Written instruction — Reproduce the records below without changes, beginning with the line containing "Return one point per instance of the deer stand, each" and ending with the line containing "<point>299,106</point>".

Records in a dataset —
- - - -

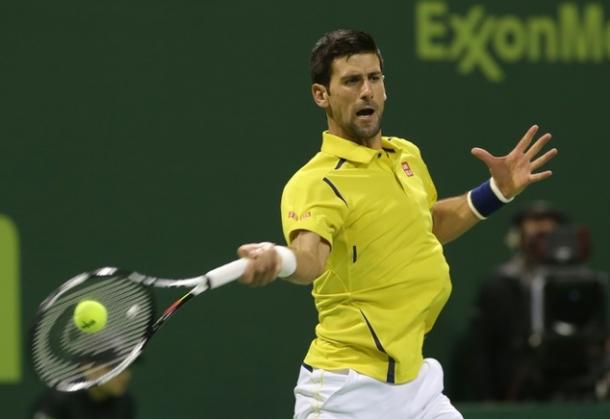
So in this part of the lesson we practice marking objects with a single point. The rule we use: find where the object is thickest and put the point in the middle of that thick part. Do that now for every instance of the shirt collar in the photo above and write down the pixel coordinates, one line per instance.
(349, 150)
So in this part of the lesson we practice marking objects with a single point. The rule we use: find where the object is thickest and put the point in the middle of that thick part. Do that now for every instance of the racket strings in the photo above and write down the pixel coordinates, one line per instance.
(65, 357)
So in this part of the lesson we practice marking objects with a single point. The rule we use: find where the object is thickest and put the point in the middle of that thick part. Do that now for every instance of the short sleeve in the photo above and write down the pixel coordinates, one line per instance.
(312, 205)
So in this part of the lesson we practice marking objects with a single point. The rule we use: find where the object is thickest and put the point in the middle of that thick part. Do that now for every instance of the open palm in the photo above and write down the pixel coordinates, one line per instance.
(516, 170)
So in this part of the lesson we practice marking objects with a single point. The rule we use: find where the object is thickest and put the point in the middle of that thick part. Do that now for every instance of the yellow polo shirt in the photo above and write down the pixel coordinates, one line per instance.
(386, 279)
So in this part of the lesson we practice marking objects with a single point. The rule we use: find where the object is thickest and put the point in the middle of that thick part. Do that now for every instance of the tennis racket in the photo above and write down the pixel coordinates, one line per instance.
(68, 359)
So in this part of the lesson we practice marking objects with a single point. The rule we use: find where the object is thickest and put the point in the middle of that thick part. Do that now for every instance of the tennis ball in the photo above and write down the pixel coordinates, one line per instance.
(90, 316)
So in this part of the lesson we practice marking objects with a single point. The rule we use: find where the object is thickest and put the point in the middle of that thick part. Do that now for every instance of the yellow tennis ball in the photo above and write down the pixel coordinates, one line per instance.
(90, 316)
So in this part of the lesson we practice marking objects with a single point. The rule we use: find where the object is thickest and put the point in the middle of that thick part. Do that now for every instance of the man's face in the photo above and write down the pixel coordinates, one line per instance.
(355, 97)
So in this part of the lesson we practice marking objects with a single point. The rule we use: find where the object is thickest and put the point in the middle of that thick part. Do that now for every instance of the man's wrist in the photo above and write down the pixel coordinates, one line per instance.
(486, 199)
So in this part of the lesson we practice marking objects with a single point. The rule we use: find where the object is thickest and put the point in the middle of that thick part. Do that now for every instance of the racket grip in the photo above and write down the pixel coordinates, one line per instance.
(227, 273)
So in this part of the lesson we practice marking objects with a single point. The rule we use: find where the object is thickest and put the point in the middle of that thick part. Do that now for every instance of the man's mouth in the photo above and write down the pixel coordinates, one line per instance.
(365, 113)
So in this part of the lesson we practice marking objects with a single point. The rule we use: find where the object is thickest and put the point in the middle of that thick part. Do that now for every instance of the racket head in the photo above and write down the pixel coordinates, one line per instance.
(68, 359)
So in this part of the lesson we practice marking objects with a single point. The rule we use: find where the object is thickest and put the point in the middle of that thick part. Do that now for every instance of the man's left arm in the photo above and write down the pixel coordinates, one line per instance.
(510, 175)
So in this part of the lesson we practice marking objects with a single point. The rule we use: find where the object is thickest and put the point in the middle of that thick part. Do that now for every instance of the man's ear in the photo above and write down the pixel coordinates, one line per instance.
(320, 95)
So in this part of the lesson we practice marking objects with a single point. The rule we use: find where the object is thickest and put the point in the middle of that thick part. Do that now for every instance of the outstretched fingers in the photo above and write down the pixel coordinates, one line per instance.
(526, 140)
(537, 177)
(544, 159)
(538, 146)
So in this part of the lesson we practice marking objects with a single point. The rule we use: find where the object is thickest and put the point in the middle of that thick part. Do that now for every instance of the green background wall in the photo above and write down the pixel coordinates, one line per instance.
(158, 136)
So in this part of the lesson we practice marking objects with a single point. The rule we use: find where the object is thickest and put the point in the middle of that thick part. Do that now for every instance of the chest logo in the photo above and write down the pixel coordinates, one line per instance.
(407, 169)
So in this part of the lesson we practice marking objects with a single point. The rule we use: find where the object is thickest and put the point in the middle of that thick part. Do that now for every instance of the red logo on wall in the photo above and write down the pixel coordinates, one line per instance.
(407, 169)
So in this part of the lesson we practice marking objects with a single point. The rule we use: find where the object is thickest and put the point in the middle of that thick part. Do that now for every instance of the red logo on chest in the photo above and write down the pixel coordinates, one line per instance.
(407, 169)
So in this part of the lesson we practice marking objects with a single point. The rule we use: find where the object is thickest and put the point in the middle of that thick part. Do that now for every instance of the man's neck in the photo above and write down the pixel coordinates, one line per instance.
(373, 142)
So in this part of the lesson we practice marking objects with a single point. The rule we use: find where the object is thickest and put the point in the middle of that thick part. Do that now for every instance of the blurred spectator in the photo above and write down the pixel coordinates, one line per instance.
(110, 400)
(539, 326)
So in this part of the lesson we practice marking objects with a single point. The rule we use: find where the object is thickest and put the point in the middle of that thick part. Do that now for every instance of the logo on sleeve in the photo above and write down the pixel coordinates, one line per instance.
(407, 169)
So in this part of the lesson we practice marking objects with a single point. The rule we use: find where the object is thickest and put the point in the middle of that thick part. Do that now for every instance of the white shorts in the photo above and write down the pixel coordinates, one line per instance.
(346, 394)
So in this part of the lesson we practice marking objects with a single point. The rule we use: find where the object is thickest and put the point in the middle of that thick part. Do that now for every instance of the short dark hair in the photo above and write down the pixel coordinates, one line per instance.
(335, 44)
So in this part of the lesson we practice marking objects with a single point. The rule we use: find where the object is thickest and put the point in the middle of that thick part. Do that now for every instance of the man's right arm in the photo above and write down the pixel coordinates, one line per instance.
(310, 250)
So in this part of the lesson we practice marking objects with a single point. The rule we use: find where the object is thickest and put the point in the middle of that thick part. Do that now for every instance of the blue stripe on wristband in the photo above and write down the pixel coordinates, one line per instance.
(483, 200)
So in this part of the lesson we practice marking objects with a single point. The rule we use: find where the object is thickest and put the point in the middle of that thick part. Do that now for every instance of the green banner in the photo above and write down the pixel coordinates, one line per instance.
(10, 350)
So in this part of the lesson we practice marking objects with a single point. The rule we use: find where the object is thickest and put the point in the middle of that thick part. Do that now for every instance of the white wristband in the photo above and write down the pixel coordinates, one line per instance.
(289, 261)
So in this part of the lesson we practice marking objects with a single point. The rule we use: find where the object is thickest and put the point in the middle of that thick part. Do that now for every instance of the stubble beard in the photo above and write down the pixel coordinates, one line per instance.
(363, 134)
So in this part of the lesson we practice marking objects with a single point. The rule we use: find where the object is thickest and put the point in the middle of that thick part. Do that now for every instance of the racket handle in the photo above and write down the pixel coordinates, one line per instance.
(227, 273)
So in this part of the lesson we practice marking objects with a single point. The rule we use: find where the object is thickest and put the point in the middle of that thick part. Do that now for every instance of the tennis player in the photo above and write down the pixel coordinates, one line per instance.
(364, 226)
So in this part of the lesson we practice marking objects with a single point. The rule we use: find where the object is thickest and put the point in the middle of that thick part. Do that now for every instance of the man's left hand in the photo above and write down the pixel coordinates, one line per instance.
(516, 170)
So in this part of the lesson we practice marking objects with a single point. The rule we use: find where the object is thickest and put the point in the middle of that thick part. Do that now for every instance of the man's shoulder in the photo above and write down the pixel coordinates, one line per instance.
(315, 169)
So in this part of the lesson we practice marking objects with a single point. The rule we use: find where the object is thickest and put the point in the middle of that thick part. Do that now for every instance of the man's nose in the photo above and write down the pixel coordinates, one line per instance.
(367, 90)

- - - -

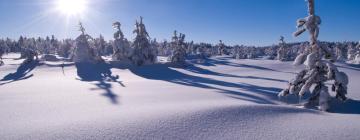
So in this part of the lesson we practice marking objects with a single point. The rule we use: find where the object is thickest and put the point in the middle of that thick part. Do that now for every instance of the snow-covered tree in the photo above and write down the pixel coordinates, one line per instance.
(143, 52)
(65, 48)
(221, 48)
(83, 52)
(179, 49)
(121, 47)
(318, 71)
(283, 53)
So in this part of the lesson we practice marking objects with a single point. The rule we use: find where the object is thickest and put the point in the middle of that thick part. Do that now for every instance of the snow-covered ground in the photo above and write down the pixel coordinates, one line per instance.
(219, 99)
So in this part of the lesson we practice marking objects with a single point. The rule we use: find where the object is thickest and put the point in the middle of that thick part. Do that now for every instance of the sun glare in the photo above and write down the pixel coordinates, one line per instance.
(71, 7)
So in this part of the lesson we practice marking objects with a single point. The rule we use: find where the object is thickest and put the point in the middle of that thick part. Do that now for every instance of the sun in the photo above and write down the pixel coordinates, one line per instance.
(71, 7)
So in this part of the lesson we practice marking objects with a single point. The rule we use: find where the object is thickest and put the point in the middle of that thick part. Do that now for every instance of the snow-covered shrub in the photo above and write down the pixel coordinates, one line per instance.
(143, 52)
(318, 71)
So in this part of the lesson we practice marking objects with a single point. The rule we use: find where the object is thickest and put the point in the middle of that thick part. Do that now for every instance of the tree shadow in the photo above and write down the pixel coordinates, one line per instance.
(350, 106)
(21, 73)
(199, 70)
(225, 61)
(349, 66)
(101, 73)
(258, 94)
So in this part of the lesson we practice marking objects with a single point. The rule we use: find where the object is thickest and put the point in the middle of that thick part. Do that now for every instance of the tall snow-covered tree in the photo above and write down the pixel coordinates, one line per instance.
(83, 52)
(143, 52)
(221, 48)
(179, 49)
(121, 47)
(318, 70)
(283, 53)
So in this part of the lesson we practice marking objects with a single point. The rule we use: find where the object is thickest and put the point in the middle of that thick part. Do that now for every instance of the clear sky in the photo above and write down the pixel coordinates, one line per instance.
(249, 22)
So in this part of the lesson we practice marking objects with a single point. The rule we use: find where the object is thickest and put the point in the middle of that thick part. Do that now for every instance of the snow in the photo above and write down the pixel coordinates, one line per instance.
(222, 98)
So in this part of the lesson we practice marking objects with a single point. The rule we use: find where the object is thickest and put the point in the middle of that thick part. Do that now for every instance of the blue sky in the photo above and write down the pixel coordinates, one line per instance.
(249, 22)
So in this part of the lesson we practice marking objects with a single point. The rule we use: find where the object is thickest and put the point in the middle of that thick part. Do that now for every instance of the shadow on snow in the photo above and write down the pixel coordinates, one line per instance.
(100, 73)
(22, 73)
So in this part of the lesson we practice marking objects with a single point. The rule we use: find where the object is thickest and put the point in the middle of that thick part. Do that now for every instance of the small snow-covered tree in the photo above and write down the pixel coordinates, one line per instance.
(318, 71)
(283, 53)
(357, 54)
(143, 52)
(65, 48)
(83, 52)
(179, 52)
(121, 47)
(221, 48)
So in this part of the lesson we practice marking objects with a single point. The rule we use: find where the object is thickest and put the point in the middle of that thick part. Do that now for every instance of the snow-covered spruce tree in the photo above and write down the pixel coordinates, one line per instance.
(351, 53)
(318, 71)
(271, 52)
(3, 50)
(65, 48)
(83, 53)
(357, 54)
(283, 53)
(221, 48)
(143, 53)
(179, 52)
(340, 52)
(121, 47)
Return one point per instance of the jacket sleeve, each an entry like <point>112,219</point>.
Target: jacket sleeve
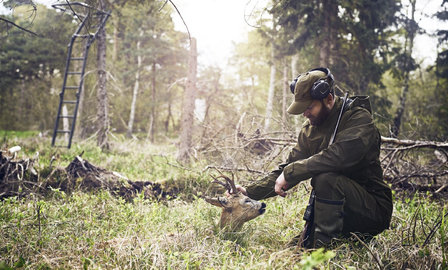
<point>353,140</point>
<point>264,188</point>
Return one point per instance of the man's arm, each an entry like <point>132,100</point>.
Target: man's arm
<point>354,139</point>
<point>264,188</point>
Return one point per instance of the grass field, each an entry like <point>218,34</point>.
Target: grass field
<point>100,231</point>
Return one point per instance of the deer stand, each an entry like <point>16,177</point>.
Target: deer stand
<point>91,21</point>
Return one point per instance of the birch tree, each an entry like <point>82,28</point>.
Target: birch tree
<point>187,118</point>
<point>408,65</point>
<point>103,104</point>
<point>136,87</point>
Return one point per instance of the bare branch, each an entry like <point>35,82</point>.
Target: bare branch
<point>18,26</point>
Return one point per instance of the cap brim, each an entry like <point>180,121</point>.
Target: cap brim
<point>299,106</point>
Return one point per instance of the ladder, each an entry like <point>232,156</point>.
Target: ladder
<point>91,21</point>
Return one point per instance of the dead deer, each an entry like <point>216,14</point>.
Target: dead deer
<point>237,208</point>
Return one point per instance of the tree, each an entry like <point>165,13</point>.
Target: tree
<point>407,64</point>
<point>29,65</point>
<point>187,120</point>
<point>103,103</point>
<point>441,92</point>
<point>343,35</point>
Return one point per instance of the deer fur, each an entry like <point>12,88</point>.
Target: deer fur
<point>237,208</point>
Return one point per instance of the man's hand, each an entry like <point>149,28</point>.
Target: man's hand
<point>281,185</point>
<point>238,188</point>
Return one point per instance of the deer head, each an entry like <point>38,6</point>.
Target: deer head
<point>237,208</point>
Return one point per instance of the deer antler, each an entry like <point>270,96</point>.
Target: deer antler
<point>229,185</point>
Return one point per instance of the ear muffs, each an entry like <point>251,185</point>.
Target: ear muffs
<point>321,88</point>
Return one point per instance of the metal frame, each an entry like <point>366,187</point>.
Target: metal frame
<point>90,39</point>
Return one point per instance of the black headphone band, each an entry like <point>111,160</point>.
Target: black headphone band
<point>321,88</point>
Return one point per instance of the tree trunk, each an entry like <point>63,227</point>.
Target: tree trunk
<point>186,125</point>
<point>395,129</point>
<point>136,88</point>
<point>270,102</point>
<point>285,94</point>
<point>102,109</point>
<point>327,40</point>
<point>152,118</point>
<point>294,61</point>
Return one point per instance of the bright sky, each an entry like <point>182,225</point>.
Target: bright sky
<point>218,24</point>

- - - -

Solution to this exercise —
Return one point per instance of the deer stand, each an entry like <point>16,177</point>.
Target: deer stand
<point>91,21</point>
Return one point per instance of the birch tree, each an entry like <point>82,28</point>.
Target: birch tree
<point>187,118</point>
<point>408,65</point>
<point>103,104</point>
<point>136,87</point>
Return one point per instance of the bare branch, each an entry like <point>35,82</point>.
Target: bare branch
<point>18,26</point>
Return one point per instance of the cap brim, each an entry like <point>180,121</point>.
Target: cap brim
<point>299,106</point>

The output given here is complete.